## WHAT IS BEING ASKED
Reproduce every line of the data below word for word, leaving out the pictures.

## STORED DATA
╭──

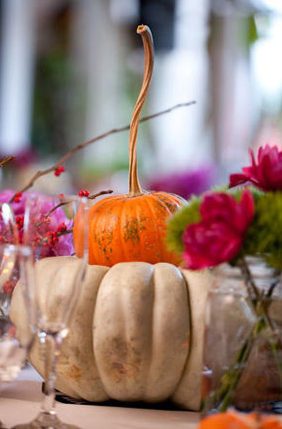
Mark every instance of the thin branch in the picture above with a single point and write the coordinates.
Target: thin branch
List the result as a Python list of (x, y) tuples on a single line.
[(81, 146), (93, 196)]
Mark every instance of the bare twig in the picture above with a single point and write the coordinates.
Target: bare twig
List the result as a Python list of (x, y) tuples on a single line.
[(81, 146), (93, 196), (5, 160)]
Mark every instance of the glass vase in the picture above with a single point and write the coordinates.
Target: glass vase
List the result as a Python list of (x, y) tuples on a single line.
[(243, 340)]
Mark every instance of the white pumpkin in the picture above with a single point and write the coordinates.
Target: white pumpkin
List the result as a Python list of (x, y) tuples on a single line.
[(136, 333)]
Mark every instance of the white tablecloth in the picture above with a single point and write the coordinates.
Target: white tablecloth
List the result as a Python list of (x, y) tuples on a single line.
[(20, 402)]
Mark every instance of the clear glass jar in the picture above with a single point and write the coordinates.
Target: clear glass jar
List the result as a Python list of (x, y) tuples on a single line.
[(243, 340)]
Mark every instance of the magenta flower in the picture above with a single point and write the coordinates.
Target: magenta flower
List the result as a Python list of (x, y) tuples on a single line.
[(219, 235), (265, 173), (47, 228)]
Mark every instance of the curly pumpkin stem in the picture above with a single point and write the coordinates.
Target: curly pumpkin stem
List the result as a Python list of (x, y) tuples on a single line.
[(147, 39)]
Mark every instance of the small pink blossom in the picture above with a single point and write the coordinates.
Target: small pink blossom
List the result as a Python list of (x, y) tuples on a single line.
[(219, 235), (265, 173), (59, 170)]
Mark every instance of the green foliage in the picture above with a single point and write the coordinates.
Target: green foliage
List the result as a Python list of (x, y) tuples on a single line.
[(265, 234), (176, 226)]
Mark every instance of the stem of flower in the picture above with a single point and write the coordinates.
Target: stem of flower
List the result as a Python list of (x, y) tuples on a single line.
[(222, 397)]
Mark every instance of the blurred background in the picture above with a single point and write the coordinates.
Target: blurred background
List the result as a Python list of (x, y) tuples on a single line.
[(70, 70)]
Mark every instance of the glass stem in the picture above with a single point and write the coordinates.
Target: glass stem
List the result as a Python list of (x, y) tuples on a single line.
[(51, 344)]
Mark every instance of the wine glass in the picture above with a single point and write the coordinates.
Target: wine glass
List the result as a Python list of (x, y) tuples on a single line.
[(52, 321), (16, 276)]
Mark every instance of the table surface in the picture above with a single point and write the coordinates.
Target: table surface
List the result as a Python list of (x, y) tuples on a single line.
[(20, 403)]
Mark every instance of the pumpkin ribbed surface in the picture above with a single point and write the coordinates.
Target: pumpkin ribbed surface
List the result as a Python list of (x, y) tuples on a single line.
[(130, 334), (128, 229), (131, 227)]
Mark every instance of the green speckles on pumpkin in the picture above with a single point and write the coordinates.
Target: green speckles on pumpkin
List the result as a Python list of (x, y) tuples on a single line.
[(132, 229), (104, 240)]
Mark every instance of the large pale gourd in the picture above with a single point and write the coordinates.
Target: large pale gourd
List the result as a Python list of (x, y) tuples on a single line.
[(136, 333)]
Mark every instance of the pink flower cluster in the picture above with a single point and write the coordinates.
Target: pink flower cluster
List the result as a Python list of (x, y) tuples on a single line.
[(48, 228), (265, 172), (219, 235)]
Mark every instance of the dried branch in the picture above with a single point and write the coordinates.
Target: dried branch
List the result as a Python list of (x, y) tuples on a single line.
[(81, 146), (5, 160)]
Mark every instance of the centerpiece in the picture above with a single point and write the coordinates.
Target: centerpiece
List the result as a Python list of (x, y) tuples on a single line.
[(237, 233)]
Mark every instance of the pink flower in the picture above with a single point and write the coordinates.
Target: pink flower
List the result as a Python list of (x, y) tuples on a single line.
[(265, 173), (46, 228), (219, 236), (59, 170)]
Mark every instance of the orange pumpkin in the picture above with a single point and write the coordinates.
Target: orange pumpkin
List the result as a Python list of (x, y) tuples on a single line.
[(131, 227), (234, 420)]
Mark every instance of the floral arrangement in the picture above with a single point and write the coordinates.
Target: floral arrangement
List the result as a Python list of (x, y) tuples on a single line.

╰──

## CORRECT ANSWER
Mark every instance of the thin branch in the picture above with a single point and write the coordinates.
Target: thin branch
List the result as a Python list of (x, y) tuples on a single line.
[(81, 146), (93, 196)]
Mark every instance of the bare twig in the picture above with a single point and write the coordinates.
Target: bare twig
List the result as a Python list of (x, y) tuples on a single line.
[(81, 146), (93, 196), (5, 160)]
Mark every instance of the glass vase in the picture above with a single point and write the coordinates.
Target: glass vase
List the result as a Python list of (x, y) tuples on a single line.
[(243, 340)]
Mark every instance of the white pumpkin in the picture above with a single point and write the coordinates.
Target: white pumpkin
List the result as a Python list of (x, y) tuples on a single line.
[(136, 333)]
Mark every instance of the white tablecloth in the picture above with a single point and write the coordinates.
Target: white tablecloth
List the result as a Python list of (x, y) tuples on a single line.
[(20, 402)]
Mark every instance of the clear glass jar in the picture above with a single point and write the coordinates.
Target: clear glass jar
List the result as a Python list of (x, y) tuples on a single line.
[(243, 340)]
Mark every instance of the magenta flower in the picture above with a single point and write the coordinates.
Target: magenta flower
List the result as a Python list of (x, y) tuples on a single line.
[(219, 235), (265, 173), (47, 228)]
Mark every instance of the curly pumpkin stem in the picture above with a single point and write the coordinates.
Target: curly pumpkin stem
List the result as a Python list of (x, y) tuples on a single line.
[(147, 39)]
Mark every instance of the small pink blossom in the picture above with a single point and write the coordinates.
Target: small pink blossom
List the result as a Python list of (x, y) tuples on a single line.
[(219, 235), (265, 173), (59, 170)]
Mark every instance of the green foliage in the picture above with a single point and write the coordinates.
Target: green foliage
List the result as a Python list of (x, y) tuples on a single line.
[(265, 234), (176, 226)]
Mark every instance of the stem of flower in the picture above with a single point and write the coordinates.
Target: stem of flower
List the result as a Python list of (x, y) tuples on a single line.
[(222, 397)]
Mark every instance of the blurred background in the picture above with a single point and write the coordinates.
Target: blurred background
List the result as a Python list of (x, y) tuples on a single line.
[(70, 70)]
Mark every instance of the glass stem in the picture above with a single point and write the coordinates.
Target: glass stem
List the result as a Python list of (x, y) tuples on a single line.
[(51, 344)]
Mark every instance of the wine glass in the picture above with a single point and write the coordinates.
Target: wine glass
List the result as a Python list of (x, y) tuples on a single line.
[(52, 321), (16, 276)]
Mark every instance of the table surface in the picture above with a single point and write the coordinates.
Target: table surface
List the result as a Python list of (x, y) tuples on a single line.
[(20, 403)]
Mark every instance of the pumpkin ribbed surface in the picture above with a single point and write the coordinates.
Target: pumpkin ribbed surface
List the result as a Python list of (x, y) tuples on a single line.
[(130, 334), (128, 229), (131, 227)]
Mark every instance of the green speckles on pumpkin in the picture above with a single point and write the coordinates.
Target: green speckles on pumpkin
List the result as a Python list of (x, y) tuples on a single line.
[(132, 229), (104, 240)]
Mark every instance of the large pale gourd in the picture above with a single point and write the coordinates.
Target: large pale gourd
List the result as a Python list of (x, y) tuples on a single line.
[(136, 333)]
Mark every instance of the pink flower cluster in the picture above with a single point and write the coordinates.
Target: pink flower cluster
List the result as a Python list of (x, y) tuples on a single line.
[(48, 228), (265, 172), (219, 235)]
Mark every instance of the dried branch in the picture above with a single point and write the coordinates.
Target: dried branch
List the result as a Python list of (x, y) tuples on a single line.
[(81, 146), (5, 160)]
Mark every instance of the centerpiece in the picture above with a single point and write the coordinates.
Target: centerpiece
List the result as a Python list of (x, y) tuples on a single line.
[(237, 233)]
Mark every instance of the pink flower in the picture above with a single point and write the coordinates.
Target: pink flower
List the result as a Python list of (x, y) tuples on a single line.
[(265, 173), (46, 228), (219, 236), (59, 170)]
Mark every instance of the orange pumpkin in the picture above with a single point and write the coordinates.
Target: orange pumpkin
List the result as a Python list of (x, y) tuples on a single line.
[(131, 227), (234, 420)]
Mark every instance of the floral arrangement in the picture above with a single point and write the coordinates.
Target: floral arrangement
List the result as a Python list of (x, y) tuples on a single line.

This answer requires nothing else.